# Placa madre en corto



## SirSayco (Oct 1, 2011)

Que tal muchachos, tengo una placa madre en corto, como lo se?
Primero no encendía, probé quitando memoria, disco, etc y tampoco...hast a que desconecté el cable ATX P4 y encendió sin problema, encendida y todo conecto otra vez el cable y chispaso de una larga y se apaga....probé con otra fuente y lo mismo...hice la misma prueba sacando todo (memoria, disco, grabadora, placa de red hasta el procesador) solo dejé la placa madre y lo mismo, con el conector ATX P4 no enciende pero sin el, no hay problema....sa qué la placa madre, pero no veo condensadores inchados ni nada....nada quemado, está todo perfecto....ah ora mi duda es como hago para encontrar esa falla?? Cambio igual los condensadores??

Edit:
Leyendo otros temas del foro; también intenté arrancarla fuera del gabinete por si era el gabinete que lo dejaba en corto...y nada....
Cuando dejo conectado el conector ATX P4, el led de encendido solo dura menos de 1 segundo y los ventiladores solo se mueven unos 2 grados, nada de nada....


----------



## djwash (Oct 1, 2011)

Hummm es casi seguro que se te quemo un VRM, puedes sacar los capacitores de la parte de los VRM y los mides, a ver como estan. Mide continuidad en los pines del ATX P4.

Tambien puedes medir cada uno de los VRM, sin procesador ni memoria ni nada solo la placa...


----------



## Ferdinando12 (Oct 1, 2011)

Apoyo lo aconsejado por el amigo *djwash*


----------
::::::::::
(Tarea del ejercicio 1): Repite textualmente el pasaje del hilo sobre la placa madre en corto que comienza en las palabras "# Placa madre" y termina después de "igual los condensadores??".
El hilo sobre la placa madre en corto no guarda ninguna relación con las filas.
::::::::::
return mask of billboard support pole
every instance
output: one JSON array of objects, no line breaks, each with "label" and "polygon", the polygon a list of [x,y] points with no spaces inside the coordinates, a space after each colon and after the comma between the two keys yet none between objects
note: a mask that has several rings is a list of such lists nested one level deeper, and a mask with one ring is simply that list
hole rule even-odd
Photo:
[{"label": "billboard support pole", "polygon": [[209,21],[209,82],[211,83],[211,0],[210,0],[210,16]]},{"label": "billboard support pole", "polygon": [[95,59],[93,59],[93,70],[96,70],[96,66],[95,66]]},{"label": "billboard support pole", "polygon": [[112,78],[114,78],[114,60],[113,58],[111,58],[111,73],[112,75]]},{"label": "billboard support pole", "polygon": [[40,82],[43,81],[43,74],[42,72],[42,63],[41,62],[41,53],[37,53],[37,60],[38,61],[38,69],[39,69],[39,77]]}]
::::::::::
(Tarea del ejercicio 2): Reproduce sin cambios las líneas de las filas desde el comienzo hasta la línea que contiene "note: a mask", esta incluida.

(Respuesta del ejercicio 1):
# Placa madre en corto



## SirSayco (Oct 1, 2011)

Que tal muchachos, tengo una placa madre en corto, como lo se?
Primero no encendía, probé quitando memoria, disco, etc y tampoco...hast a que desconecté el cable ATX P4 y encendió sin problema, encendida y todo conecto otra vez el cable y chispaso de una larga y se apaga....probé con otra fuente y lo mismo...hice la misma prueba sacando todo (memoria, disco, grabadora, placa de red hasta el procesador) solo dejé la placa madre y lo mismo, con el conector ATX P4 no enciende pero sin el, no hay problema....sa qué la placa madre, pero no veo condensadores inchados ni nada....nada quemado, está todo perfecto....ah ora mi duda es como hago para encontrar esa falla?? Cambio igual los condensadores??

(Respuesta del ejercicio 2):
return mask of billboard support pole
every instance
output: one JSON array of objects, no line breaks, each with "label" and "polygon", the polygon a list of [x,y] points with no spaces inside the coordinates, a space after each colon and after the comma between the two keys yet none between objects
note: a mask that has several rings is a list of such lists nested one level deeper, and a mask with one ring is simply that list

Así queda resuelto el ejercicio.